What you have to do:
Your task is to filter the entries and copy every line containing the string "chair".

[Stored data entries]
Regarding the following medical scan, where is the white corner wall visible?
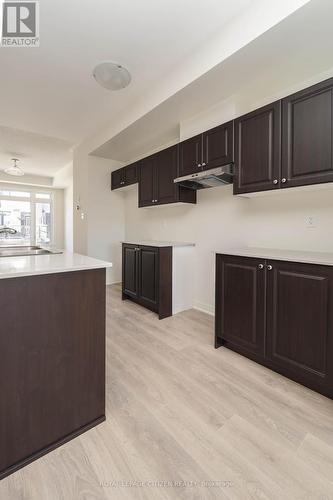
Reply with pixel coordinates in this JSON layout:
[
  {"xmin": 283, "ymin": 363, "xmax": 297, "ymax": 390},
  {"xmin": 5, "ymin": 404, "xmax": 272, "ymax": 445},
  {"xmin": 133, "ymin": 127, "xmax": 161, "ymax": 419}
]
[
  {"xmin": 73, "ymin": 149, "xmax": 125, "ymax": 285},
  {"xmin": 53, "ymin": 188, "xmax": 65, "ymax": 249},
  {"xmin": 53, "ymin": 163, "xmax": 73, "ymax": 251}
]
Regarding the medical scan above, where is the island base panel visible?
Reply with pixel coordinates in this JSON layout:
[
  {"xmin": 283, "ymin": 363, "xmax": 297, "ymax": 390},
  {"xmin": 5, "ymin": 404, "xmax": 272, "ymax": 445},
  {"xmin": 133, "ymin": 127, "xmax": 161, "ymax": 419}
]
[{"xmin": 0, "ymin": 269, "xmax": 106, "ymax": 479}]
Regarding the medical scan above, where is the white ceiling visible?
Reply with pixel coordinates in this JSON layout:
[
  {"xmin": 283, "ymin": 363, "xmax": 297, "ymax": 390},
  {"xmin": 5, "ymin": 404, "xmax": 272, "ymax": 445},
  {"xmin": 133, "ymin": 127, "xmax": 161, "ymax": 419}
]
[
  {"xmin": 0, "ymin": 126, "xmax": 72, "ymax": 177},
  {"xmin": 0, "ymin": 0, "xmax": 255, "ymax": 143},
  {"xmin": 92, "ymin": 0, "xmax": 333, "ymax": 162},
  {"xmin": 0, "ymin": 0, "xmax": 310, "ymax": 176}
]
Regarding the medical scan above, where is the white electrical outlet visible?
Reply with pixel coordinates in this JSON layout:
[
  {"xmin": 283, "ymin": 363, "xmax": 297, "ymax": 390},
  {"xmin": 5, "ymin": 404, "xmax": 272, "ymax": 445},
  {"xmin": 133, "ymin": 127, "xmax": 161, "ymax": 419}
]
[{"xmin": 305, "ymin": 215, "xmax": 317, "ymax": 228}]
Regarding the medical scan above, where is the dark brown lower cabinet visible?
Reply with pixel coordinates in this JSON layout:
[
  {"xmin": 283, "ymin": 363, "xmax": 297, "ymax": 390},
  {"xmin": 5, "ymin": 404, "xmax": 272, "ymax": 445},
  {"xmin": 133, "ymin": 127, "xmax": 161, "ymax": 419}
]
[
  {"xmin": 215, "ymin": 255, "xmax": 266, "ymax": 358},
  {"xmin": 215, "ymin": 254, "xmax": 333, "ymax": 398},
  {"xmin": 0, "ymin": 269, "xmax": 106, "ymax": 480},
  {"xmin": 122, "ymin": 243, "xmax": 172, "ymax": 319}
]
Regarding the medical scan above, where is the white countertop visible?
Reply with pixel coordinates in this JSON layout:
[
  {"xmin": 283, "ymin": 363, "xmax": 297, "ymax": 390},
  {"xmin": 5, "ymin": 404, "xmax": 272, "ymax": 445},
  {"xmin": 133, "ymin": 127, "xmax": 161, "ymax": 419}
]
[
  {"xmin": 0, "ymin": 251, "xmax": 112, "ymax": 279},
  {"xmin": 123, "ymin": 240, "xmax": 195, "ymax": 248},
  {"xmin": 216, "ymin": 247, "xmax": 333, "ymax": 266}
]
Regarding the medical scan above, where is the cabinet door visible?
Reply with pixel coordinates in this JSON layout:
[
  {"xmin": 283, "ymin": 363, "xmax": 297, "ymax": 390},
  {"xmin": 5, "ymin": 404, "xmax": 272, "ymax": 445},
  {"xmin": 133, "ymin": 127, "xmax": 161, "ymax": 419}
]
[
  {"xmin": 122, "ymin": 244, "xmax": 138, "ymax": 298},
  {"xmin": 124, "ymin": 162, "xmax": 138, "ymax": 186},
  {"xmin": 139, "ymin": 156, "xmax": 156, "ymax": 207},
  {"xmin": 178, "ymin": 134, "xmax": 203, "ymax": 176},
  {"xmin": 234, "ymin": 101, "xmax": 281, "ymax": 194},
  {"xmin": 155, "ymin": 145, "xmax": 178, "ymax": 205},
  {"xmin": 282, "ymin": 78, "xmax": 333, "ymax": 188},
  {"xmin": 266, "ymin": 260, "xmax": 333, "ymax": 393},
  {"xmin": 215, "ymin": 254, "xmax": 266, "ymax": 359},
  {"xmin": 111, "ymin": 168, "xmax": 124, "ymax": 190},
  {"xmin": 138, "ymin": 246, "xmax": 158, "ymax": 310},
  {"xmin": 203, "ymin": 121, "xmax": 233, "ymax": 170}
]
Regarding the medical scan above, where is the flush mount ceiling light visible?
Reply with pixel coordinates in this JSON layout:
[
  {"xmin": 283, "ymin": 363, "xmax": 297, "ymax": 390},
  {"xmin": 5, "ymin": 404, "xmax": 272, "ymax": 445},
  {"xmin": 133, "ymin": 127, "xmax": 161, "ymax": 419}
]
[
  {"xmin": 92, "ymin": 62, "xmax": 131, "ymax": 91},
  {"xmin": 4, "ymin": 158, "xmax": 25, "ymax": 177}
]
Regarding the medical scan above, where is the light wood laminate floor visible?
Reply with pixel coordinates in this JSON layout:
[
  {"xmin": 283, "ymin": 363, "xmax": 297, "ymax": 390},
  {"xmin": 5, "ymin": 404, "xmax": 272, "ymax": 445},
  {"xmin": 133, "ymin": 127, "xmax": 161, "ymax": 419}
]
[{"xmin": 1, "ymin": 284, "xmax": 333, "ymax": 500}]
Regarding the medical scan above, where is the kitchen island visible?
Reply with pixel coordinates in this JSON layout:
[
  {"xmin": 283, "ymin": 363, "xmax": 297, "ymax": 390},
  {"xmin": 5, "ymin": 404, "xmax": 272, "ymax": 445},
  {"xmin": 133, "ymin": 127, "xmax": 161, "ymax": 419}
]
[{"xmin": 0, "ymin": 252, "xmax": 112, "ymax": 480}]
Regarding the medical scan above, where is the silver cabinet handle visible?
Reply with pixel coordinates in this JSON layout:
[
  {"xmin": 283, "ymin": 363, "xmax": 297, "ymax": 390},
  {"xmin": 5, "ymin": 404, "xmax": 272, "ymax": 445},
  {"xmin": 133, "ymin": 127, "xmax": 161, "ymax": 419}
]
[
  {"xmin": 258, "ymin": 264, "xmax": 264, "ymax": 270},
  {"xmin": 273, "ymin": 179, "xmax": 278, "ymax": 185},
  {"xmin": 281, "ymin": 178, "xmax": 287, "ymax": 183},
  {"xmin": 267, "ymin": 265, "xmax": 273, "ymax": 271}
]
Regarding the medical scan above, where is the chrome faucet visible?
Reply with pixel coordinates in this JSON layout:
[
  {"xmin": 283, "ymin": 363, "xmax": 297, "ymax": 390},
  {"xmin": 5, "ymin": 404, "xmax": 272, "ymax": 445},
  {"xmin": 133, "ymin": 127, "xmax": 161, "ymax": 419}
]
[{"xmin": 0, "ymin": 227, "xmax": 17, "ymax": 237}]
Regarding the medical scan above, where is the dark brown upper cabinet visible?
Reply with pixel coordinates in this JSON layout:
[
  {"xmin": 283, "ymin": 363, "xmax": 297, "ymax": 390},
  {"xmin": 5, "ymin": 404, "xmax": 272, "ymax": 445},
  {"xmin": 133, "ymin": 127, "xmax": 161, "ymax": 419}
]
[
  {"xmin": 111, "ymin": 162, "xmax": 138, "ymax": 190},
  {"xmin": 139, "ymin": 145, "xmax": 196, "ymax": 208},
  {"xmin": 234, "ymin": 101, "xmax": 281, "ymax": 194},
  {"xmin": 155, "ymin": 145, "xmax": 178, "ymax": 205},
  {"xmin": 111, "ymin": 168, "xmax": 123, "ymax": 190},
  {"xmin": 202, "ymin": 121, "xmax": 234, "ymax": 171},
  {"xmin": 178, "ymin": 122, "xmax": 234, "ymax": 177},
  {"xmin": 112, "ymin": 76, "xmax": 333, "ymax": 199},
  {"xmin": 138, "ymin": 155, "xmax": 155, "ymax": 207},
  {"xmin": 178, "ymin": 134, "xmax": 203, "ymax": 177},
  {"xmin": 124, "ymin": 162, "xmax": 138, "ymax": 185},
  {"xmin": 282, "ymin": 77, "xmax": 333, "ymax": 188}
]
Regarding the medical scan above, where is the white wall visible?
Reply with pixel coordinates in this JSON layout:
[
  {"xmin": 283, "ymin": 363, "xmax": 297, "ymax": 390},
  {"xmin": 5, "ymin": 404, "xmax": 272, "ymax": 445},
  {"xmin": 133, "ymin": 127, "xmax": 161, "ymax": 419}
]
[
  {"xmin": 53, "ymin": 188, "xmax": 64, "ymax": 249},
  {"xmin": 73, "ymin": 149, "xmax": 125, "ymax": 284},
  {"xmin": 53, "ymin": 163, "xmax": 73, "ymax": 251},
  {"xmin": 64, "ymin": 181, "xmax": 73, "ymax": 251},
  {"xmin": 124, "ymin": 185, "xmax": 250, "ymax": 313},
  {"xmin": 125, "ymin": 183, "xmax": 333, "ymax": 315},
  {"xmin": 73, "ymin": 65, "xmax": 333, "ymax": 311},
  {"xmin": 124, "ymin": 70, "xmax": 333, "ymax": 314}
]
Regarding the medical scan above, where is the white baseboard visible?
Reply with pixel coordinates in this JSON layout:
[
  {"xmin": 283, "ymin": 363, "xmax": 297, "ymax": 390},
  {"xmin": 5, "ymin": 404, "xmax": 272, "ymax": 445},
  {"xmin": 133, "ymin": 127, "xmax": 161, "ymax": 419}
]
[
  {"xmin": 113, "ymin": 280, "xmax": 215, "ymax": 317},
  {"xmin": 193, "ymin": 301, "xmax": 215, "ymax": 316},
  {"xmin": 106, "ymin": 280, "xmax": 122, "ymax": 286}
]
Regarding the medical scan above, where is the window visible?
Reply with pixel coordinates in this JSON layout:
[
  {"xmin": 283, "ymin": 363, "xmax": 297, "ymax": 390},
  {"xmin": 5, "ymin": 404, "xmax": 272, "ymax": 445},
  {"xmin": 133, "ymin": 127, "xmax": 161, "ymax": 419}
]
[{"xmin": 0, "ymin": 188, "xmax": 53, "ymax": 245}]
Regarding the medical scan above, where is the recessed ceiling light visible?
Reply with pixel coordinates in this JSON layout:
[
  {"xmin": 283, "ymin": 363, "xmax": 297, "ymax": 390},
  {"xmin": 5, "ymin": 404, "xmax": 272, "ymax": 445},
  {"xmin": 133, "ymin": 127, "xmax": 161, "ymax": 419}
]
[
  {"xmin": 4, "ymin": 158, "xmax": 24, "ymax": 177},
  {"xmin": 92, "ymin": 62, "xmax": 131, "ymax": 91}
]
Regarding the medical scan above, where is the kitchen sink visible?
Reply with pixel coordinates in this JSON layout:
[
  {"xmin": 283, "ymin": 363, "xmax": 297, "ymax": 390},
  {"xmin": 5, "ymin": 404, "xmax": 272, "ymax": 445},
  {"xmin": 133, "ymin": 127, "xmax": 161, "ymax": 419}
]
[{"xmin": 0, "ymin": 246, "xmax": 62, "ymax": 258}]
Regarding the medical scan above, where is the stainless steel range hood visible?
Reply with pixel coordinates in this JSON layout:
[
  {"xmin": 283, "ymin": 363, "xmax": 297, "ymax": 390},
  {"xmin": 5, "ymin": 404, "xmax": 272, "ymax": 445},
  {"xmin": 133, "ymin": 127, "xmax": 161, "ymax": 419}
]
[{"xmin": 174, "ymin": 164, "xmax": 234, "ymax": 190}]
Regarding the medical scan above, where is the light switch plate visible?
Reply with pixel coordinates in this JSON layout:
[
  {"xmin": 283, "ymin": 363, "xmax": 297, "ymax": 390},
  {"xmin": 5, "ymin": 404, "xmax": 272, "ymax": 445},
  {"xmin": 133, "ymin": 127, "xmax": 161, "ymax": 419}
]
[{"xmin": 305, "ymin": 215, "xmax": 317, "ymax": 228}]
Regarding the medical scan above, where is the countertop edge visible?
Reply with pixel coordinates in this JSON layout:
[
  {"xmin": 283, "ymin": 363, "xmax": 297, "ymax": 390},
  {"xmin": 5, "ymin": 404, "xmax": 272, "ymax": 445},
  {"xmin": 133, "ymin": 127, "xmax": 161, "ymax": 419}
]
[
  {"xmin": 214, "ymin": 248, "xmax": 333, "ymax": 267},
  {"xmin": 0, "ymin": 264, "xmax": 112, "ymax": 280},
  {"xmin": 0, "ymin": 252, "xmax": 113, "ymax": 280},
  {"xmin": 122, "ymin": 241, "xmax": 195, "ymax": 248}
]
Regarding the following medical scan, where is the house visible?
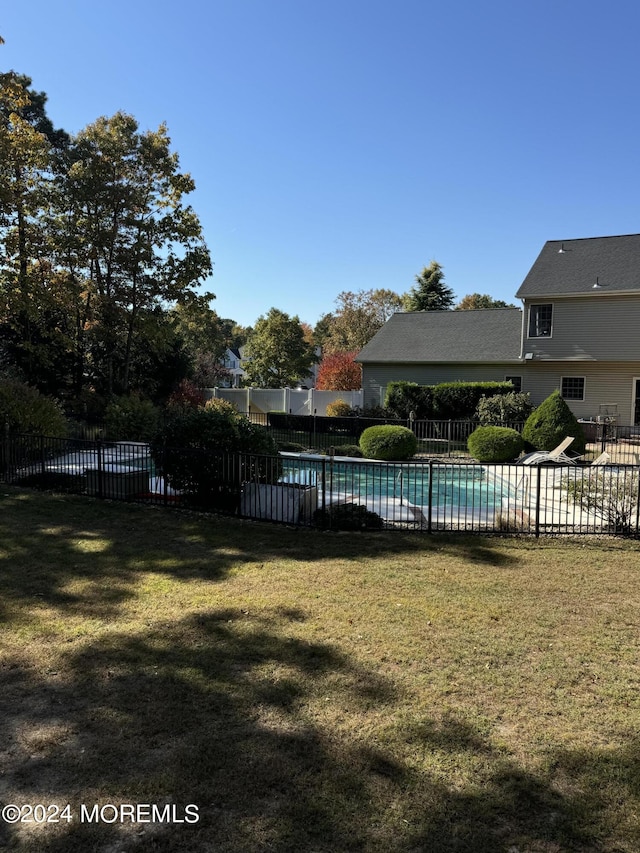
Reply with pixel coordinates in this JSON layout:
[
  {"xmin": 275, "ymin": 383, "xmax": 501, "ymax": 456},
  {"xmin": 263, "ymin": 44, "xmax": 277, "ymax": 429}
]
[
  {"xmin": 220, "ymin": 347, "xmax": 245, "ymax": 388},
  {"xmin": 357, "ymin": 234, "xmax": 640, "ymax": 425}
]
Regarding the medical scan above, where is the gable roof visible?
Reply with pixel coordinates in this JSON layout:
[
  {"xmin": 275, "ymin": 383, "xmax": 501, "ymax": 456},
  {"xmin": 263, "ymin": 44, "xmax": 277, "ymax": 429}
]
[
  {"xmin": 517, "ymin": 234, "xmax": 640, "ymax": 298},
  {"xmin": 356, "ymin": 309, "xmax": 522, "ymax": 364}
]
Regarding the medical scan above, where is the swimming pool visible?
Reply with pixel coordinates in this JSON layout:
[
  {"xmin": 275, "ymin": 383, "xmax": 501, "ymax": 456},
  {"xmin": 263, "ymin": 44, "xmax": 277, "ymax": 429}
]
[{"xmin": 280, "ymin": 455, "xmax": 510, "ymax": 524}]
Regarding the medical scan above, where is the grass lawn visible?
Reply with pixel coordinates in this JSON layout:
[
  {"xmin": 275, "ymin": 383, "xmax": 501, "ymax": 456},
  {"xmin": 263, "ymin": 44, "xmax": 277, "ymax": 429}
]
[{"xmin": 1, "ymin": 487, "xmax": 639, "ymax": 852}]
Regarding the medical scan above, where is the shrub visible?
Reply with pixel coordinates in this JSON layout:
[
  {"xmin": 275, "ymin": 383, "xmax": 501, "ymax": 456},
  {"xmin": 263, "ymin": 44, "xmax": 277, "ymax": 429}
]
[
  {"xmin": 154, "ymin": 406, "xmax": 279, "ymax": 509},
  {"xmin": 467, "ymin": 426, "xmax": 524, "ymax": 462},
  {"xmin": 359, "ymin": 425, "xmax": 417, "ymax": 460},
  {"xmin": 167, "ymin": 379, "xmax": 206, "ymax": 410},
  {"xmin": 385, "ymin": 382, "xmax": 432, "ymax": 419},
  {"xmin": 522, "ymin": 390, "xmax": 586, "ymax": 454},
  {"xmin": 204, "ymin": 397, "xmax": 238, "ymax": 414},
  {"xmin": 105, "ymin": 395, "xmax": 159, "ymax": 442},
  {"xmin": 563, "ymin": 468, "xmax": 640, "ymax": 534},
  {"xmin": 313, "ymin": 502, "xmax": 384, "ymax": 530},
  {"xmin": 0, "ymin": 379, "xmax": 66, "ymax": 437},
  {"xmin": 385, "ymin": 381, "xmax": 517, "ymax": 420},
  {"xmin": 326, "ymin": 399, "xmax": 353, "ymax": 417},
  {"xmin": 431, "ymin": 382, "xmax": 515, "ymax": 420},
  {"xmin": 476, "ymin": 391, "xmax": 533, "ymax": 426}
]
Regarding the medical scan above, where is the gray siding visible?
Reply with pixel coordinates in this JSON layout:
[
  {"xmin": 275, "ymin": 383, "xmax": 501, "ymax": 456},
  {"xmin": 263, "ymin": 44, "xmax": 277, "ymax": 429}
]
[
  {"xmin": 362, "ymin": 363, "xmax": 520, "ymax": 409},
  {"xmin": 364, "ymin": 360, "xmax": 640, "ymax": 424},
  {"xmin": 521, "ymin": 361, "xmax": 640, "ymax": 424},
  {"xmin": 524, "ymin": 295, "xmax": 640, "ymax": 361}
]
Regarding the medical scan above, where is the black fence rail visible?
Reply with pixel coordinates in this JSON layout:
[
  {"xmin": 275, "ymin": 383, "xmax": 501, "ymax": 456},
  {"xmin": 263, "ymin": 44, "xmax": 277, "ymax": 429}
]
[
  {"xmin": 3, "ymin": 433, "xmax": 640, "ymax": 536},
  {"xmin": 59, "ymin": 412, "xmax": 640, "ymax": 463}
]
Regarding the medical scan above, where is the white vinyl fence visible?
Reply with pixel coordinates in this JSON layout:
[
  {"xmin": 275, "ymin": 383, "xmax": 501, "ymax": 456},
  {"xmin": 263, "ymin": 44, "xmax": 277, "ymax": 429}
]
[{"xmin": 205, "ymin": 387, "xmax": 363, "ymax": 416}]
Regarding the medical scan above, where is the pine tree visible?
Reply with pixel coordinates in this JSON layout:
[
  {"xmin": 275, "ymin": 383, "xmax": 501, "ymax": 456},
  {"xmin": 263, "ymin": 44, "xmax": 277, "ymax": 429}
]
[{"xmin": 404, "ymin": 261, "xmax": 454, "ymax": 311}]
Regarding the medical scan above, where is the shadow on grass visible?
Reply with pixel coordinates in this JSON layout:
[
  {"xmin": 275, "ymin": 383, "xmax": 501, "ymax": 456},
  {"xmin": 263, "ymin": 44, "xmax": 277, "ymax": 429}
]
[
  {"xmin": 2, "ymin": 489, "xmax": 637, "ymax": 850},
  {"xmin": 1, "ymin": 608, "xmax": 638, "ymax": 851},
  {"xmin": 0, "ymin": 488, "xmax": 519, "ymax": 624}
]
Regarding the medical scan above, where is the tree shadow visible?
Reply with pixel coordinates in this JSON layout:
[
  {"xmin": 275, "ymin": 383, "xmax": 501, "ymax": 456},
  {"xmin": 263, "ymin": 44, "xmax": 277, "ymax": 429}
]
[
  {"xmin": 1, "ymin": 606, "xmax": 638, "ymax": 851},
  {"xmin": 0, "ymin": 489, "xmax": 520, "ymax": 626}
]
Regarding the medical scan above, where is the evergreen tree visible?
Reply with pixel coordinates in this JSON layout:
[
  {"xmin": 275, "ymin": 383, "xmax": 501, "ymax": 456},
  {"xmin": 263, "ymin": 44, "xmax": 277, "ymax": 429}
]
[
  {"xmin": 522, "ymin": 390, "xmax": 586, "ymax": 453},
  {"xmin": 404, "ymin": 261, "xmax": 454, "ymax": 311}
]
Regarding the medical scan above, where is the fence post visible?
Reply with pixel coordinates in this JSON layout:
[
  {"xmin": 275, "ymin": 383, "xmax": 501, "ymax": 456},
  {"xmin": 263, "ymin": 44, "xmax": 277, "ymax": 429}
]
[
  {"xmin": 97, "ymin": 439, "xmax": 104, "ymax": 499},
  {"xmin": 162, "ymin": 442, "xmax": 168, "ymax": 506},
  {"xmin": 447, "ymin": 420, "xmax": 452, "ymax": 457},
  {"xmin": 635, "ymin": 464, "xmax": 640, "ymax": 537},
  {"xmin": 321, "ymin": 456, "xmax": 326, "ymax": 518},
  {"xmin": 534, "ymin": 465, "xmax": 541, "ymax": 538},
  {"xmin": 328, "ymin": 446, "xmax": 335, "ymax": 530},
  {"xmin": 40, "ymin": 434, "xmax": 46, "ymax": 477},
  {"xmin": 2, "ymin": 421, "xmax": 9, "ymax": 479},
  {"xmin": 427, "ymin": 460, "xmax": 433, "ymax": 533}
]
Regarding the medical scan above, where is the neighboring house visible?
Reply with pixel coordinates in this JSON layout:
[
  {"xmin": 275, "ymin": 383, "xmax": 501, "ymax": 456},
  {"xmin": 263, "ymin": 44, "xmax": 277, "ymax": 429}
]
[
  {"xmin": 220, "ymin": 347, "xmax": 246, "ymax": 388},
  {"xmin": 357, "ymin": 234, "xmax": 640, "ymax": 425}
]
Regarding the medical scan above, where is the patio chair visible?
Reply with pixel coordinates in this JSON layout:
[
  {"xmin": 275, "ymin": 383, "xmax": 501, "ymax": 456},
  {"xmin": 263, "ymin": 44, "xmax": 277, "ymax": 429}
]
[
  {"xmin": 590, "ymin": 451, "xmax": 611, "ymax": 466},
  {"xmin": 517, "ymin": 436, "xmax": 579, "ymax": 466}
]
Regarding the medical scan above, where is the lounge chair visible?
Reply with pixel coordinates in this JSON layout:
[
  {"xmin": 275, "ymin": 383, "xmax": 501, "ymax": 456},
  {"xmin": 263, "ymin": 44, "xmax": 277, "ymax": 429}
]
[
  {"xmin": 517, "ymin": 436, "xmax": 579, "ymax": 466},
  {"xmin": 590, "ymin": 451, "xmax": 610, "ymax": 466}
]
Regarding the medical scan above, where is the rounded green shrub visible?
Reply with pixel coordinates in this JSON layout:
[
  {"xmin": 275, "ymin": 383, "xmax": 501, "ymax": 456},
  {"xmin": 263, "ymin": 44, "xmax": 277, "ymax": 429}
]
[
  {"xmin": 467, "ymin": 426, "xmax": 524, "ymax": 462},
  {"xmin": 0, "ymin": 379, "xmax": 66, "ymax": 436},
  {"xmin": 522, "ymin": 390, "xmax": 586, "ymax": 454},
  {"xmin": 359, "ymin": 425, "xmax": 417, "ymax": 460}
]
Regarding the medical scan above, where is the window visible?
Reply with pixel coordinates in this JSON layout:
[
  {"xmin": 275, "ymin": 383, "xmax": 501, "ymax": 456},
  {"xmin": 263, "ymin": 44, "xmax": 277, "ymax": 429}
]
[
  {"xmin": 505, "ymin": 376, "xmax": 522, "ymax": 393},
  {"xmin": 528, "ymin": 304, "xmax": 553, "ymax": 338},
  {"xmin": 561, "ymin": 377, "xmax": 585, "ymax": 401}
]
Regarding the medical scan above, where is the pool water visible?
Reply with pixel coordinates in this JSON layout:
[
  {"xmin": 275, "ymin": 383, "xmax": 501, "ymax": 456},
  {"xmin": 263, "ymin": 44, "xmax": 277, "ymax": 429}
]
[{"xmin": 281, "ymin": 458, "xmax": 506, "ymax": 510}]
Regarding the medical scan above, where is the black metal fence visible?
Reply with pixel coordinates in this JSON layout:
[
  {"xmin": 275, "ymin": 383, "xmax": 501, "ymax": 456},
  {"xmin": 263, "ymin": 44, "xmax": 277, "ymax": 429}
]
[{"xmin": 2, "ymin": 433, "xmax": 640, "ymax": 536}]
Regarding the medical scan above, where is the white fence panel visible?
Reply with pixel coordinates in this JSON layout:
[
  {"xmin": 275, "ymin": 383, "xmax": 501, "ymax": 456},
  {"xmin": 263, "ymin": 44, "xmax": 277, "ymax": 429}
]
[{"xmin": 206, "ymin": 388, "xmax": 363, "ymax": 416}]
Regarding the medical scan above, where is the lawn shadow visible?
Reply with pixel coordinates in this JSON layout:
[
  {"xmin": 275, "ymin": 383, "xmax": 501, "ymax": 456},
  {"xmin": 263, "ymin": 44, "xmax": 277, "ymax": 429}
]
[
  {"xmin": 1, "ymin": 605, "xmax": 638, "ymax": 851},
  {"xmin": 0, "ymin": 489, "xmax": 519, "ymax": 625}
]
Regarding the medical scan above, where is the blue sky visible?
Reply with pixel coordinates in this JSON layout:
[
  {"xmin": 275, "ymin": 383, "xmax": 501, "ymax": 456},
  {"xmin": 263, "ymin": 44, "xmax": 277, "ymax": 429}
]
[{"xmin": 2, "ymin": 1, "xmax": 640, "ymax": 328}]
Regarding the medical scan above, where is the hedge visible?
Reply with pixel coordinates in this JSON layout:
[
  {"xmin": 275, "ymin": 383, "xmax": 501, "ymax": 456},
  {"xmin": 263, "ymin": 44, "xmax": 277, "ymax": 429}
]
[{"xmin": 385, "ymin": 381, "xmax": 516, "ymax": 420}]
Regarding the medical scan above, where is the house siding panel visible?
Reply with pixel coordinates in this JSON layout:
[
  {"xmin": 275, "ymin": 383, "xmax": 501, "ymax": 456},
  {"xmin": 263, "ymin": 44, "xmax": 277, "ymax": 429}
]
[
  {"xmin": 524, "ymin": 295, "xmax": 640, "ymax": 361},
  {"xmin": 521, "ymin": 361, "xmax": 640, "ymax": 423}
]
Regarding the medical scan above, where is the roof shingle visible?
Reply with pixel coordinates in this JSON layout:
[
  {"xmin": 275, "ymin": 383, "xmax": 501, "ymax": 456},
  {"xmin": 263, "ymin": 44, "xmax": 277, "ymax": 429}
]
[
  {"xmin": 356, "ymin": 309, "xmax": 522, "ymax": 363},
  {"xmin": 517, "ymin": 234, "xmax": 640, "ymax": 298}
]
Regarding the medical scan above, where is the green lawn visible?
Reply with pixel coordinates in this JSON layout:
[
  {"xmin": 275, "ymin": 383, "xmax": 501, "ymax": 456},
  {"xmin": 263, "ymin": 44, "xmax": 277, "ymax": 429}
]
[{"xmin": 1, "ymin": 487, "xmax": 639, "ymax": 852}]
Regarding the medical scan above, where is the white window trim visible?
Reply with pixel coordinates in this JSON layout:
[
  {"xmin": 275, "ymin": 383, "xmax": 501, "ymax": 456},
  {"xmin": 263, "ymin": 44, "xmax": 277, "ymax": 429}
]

Reply:
Regarding the medical scan above, where is the patio chair visible?
Regarding the medical scan above, where is the lounge chair visible?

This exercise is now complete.